:: Assignment A ::
Repeat everything in the passage on micronized drugs from "Utilizing only micronized" down to "using our product.", word for word.
:: Assignment B ::
In the passage on micronized drugs, what particle size does the pharmacy's outside lab check that 95% of drug particles fall below?
:: Assignment C ::
Put this sentence from the passage on micronized drugs into Spanish: "We perform this additional validation with every new vendor or manufacturer that we work with."

Micronized Drugs in Compound Medications
So you’re probably thinking to yourself, “Wait does my medication have micronized drugs or non-micronized drugs?” The problem is that not all drug manufacturers or compounding pharmacies utilize micronized APIs. Micronization processes like jet milling and bead milling employ higher financial resources, and therefore their production is more costly. Not all drug manufacturers will adopt these processes to produce a higher quality drug, and not all compounding pharmacies are willing to pay for a higher quality API if it costs them more as well. Furthermore, federal and state regulations do not require that drug manufacturers or compounding pharmacies use micronized drugs vs. non-micronized ones; regulations simply require that manufacturers or pharmacies use FDA-approved, pharmaceutical-grade ingredients.
At Harbor Compounding Pharmacy, we go above and beyond to ensure that we are producing the highest quality compound medications possible for our patients. Over the years, we have implemented quality assurance programs to work with only reputable drug manufacturers and vendors who provide USP-grade drugs with micronized drug particles. Although drug manufacturers may state the drug particle sizes on their certificates of analysis for each batch, we take it a step further and validate the drug’s particle size with a third-party particle size analysis lab to ensure that 95% of the drug particles are below 50 microns. We perform this additional validation with every new vendor or manufacturer that we work with.
Utilizing only micronized drug substances provides assurance that our patients are receiving a quality compound medication that has enhanced transdermal absorption, especially with hormone creams. This is evidenced by our patients who have commented that our compound medications “work better” or that they feel consistently great day after day, month after month, when they use our compound medications compared to those produced by other pharmacies. We believe that our employment of above-standard practices to source micronized drugs may be responsible for our patients’ positive experiences using our product.
At Harbor Compounding Pharmacy, we know that our patients place a high level of trust in our services and our product quality, and we want to meet and even exceed that level of expectation. By examining our active pharmaceutical ingredients and ensuring that their particle sizes are as micronized as possible, we deliver high quality compounds that truly work for our patients and therefore improve their quality of life.
So size does matter, and smaller, not bigger, works better when it comes to your compound medications.

:: Input data ::

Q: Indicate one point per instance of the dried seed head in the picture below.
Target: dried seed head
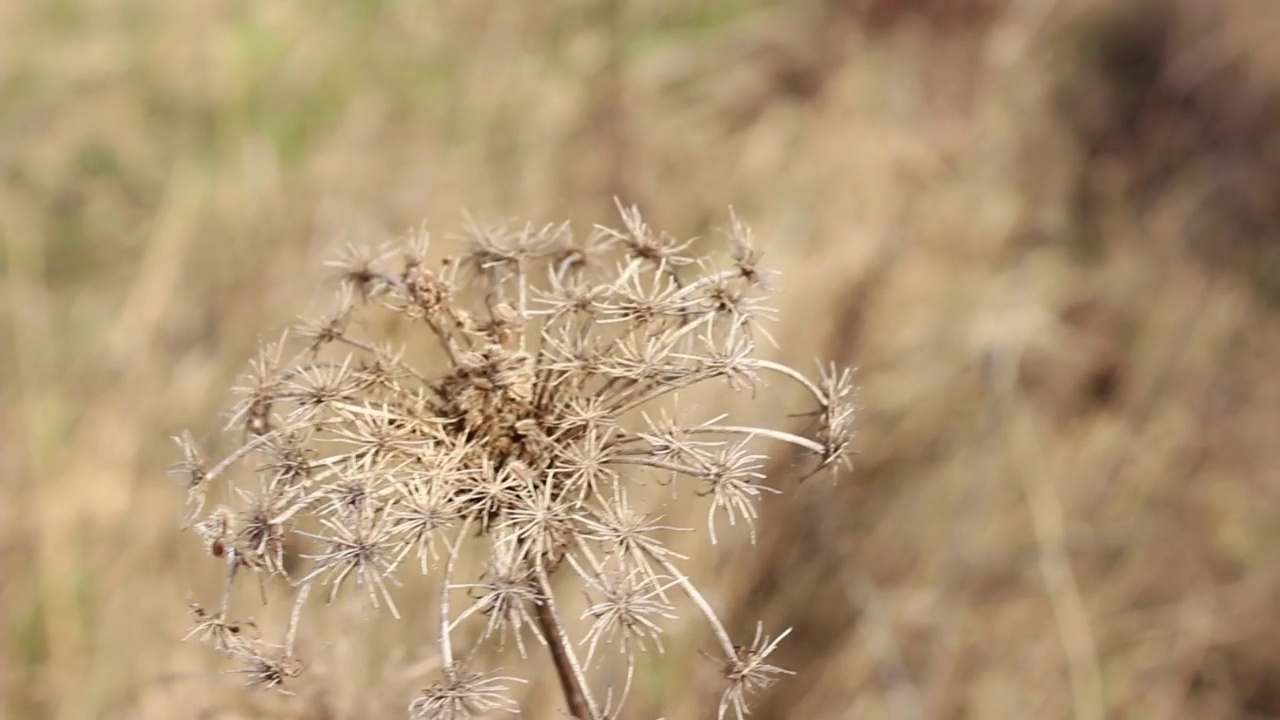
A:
(549, 396)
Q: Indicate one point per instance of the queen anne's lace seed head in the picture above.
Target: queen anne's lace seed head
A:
(531, 434)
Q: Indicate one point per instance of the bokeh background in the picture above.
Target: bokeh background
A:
(1047, 232)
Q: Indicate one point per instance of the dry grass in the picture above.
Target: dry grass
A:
(1043, 231)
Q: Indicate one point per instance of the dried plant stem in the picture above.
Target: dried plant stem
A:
(700, 602)
(446, 645)
(567, 668)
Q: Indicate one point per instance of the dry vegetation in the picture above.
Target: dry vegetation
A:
(1046, 233)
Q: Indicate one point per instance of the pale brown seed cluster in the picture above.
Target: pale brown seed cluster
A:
(551, 409)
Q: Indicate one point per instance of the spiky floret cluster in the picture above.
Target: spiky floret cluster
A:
(560, 367)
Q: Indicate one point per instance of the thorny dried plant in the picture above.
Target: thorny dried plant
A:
(554, 406)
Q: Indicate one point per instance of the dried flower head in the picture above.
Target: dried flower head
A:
(533, 432)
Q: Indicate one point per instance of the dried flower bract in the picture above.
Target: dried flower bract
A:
(536, 429)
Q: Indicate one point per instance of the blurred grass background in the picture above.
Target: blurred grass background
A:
(1047, 233)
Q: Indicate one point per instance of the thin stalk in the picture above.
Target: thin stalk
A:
(581, 706)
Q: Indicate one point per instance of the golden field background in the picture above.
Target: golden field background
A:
(1046, 232)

:: Worked solution A ::
Utilizing only micronized drug substances provides assurance that our patients are receiving a quality compound medication that has enhanced transdermal absorption, especially with hormone creams. This is evidenced by our patients who have commented that our compound medications “work better” or that they feel consistently great day after day, month after month, when they use our compound medications compared to those produced by other pharmacies. We believe that our employment of above-standard practices to source micronized drugs may be responsible for our patients’ positive experiences using our product.

:: Worked solution B ::
50 microns.

:: Worked solution C ::
Realizamos esta validación adicional con cada nuevo proveedor o fabricante con el que trabajamos.